> [Your objective]: Copy out every entry, keeping each character the same.
Given information Start Marker
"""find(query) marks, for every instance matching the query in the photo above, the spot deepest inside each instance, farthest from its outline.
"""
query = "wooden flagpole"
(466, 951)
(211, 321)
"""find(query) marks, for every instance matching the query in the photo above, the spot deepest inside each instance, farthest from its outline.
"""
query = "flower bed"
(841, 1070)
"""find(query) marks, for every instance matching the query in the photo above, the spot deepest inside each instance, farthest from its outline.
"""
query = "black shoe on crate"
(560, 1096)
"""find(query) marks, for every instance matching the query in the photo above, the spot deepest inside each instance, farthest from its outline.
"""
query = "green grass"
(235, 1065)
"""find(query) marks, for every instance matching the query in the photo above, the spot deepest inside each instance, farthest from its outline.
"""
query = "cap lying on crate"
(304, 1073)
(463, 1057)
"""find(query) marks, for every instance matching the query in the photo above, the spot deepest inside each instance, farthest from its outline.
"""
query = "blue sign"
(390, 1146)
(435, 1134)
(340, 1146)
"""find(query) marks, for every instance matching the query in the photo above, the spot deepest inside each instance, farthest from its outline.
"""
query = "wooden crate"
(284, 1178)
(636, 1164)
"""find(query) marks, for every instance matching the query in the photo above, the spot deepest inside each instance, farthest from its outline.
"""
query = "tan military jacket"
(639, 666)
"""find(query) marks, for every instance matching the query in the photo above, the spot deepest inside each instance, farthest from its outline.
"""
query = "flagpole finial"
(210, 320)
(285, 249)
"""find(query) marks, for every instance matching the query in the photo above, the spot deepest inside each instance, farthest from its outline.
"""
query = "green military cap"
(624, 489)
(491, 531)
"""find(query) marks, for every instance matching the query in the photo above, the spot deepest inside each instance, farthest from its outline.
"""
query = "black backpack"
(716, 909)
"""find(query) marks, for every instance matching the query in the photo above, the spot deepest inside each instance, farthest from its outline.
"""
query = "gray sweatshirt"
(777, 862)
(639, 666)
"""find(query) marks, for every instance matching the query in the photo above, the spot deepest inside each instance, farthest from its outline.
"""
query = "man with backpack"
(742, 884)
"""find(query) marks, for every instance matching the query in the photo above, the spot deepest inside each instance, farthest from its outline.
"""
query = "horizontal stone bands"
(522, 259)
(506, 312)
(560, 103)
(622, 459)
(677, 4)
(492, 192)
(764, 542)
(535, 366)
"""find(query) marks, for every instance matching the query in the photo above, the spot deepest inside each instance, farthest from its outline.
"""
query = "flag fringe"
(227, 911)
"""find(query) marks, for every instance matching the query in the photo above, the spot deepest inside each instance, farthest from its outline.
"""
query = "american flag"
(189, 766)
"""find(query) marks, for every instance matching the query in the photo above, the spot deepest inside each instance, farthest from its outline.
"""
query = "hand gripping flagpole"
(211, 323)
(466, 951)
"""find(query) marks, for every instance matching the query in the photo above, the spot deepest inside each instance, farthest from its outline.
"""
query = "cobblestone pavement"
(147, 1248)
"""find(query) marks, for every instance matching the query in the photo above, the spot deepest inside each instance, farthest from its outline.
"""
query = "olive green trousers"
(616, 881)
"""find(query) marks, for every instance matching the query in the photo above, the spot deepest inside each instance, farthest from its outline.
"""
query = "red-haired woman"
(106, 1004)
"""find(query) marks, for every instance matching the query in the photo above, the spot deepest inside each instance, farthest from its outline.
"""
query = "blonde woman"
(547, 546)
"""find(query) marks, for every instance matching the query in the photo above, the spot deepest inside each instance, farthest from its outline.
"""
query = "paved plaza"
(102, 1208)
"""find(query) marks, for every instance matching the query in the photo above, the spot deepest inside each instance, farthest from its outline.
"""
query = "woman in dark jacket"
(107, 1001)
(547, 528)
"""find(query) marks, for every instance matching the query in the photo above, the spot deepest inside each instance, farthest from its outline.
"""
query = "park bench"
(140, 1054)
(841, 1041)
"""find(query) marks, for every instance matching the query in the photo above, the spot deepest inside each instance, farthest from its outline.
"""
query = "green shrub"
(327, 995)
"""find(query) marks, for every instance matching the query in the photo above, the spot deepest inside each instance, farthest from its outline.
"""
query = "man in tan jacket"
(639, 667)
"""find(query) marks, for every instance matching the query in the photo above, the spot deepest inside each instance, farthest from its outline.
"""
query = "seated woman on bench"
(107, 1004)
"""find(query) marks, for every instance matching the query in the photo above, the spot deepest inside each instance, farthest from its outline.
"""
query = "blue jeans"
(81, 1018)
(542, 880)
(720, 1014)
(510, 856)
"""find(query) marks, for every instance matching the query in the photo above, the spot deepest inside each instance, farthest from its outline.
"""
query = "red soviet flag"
Given information End Marker
> [Response to the task]:
"""find(query) marks, for every instance matching the query in the photo above, the spot deepest inside each instance, farthest from its outline.
"""
query = "wooden flagpole"
(466, 951)
(211, 321)
"""find(query) marks, for every instance matching the query in the photo above, the spot deepest inside each instance, farthest from its outline.
"""
query = "flower bed"
(841, 1070)
"""find(query) marks, for every instance matching the query in the photo above, the spot deepest inside each instance, farthest from its outline.
"""
query = "black shoe on crate"
(560, 1096)
"""find(query) marks, for every instance matching the query in the photo above, the spot deepest inside each instance, farthest from its outline.
"""
query = "green grass"
(235, 1065)
"""find(query) marks, for every instance matching the query in the photo above, the spot deepest inside each instance, farthest from its outline.
"""
query = "cap lying on crate"
(304, 1073)
(463, 1057)
"""find(query) marks, for every instance matching the query in the photo above, the spot deepest inside each instance, farthest from its outline.
"""
query = "blue sign"
(390, 1146)
(435, 1134)
(340, 1146)
"""find(query) marks, for every instance matching the query in the photo above, the spot deepest inside each instance, farthest from its outline.
"""
query = "wooden crate"
(284, 1178)
(636, 1164)
"""find(query) marks, for every instance matching the query in the photo above, the spot deepest inside each instance, farthest from its outline.
"""
query = "tan military jacket"
(639, 666)
"""find(query) marks, for every instance matching the query in the photo above, the spot deepest inside each instance, farthest from its outline.
"""
query = "flagpole finial"
(210, 320)
(285, 249)
"""find(query) marks, for every instance matching the query in the photo above, the spot deepest inside each instance, farthest from its outline.
"""
query = "green military cap"
(624, 489)
(491, 531)
"""find(query) marks, for every instance matching the query in the photo above, the spot deepest inside each instance, farthest from its outline.
"""
query = "black backpack"
(716, 909)
"""find(query) marks, for every instance matching the query in the photo above, the spot deepest inside each instance, farthest from its outline.
"""
query = "gray sweatshirt"
(777, 862)
(639, 666)
"""find(query) marks, for every instance matching the query in the photo above, the spot deepest inside each instance, farthest from its outline.
"""
query = "man with backpack"
(742, 884)
"""find(query) marks, for every instance matching the query in the photo above, the spot deepest inside each instance, farthest from its outline.
"""
query = "horizontal stone bands"
(522, 259)
(506, 312)
(560, 103)
(622, 459)
(677, 4)
(492, 192)
(764, 542)
(535, 366)
"""find(query) marks, for every instance matching the query in the photo above, the spot deepest inside each instance, farthest from its outline.
"""
query = "flag fringe"
(227, 911)
"""find(query) marks, for every instance matching the query in the photo above, the spot deepest inside each instance, farthest from its outline.
"""
query = "american flag"
(189, 766)
"""find(query) marks, for every instance matching the query in the photo above, the spot deepest inside each instance, farthest from its outline.
"""
query = "hand gripping flagpole"
(211, 323)
(466, 951)
"""find(query) marks, for every instance matching the query in the photo above, the spot deepest inside each instance, farthest from its outline.
"""
query = "cobblestone pavement"
(147, 1248)
"""find(query) marks, for every instance matching the query in the photo above, the spot deepest inside each instance, farthest from its outline.
"""
query = "olive green trousers"
(616, 881)
"""find(query) marks, for every instance matching the query in the photo above, the spot deepest inside each instance, farthest from its outline.
"""
query = "red-haired woman"
(106, 1004)
"""find(query) marks, for every instance matching the query in the photo above, the spot deepest inside each instance, farthest from its outline.
"""
query = "blonde woman"
(547, 546)
"""find(query) marks, for every instance matching the query in the photo above, the spot deepest inside each instance, farthest from its outline.
"""
query = "paved plaza"
(102, 1208)
"""find(query) marks, for every instance matching the query in the photo above, the spot deepest inside each instance, farthest from its outline.
"""
query = "woman in dark jacket"
(107, 1001)
(547, 528)
"""find(query) marks, for every instance matching the query in the photo above, the spot deepest inside each instance, farthest from its outline.
"""
query = "park bench"
(140, 1054)
(841, 1041)
"""find(query) marks, for every instance matching the query in the photo above, the spot deepest inside each instance, farthest from its outline.
"""
query = "green shrub"
(327, 995)
"""find(query) marks, for every instance matching the query in the photo above, the spot deepest inside each instance, farthest from its outline.
"""
query = "man in tan jacket"
(639, 667)
"""find(query) marks, for every instance matching the query in the photo above, the spot deepest inside each instance, farthest from its outline.
"""
query = "seated woman on bench"
(107, 1004)
"""find(query) marks, for every instance matching the query in the photo above, the spot deepest inside each instance, farthest from its outline.
"""
query = "blue jeans"
(81, 1018)
(542, 880)
(720, 1014)
(510, 856)
"""find(query) marks, for every instance matching the query in the photo above, the spot deepest inside each instance, farthest from its outline.
"""
query = "red soviet flag"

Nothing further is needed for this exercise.